◆ Requirements ◆
State how many lines in the records below contain the word "horse", giving only the number.

◆ Records to process ◆
>>>>
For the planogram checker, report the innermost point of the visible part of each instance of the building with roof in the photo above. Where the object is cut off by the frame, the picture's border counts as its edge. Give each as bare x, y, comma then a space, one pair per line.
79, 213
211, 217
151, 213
<<<<
>>>>
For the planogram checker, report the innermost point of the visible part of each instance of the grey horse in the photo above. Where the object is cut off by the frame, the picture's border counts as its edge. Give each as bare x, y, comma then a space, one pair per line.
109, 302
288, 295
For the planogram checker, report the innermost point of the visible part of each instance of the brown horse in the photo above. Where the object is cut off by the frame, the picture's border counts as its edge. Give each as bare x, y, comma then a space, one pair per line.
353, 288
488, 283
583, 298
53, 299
<<<<
>>>>
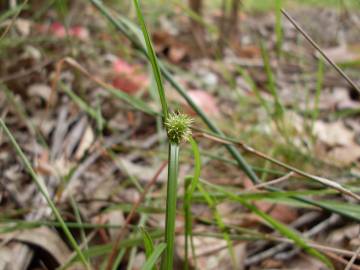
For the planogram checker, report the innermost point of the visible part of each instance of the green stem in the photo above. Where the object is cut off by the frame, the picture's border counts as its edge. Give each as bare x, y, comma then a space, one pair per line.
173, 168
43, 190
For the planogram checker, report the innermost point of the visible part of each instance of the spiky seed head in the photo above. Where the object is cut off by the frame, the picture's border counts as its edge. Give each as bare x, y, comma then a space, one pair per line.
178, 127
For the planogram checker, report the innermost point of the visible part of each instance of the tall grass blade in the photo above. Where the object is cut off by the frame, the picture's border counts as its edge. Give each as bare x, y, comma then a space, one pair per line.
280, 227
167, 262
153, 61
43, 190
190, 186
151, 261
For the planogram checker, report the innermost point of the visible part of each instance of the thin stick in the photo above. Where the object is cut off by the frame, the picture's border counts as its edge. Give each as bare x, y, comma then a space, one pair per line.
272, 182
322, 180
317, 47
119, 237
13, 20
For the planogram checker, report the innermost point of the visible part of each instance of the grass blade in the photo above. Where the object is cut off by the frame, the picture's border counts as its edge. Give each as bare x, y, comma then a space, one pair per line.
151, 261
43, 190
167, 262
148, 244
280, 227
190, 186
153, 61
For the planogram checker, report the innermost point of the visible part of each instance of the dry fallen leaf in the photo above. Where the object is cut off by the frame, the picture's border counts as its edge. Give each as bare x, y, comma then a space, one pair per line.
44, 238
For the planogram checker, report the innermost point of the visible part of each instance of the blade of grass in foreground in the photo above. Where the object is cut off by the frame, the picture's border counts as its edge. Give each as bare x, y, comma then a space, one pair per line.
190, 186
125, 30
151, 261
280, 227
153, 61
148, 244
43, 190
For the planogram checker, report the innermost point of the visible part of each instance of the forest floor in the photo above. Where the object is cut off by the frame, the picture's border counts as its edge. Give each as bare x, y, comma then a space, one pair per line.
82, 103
<<<<
◆ Solved exercise ◆
2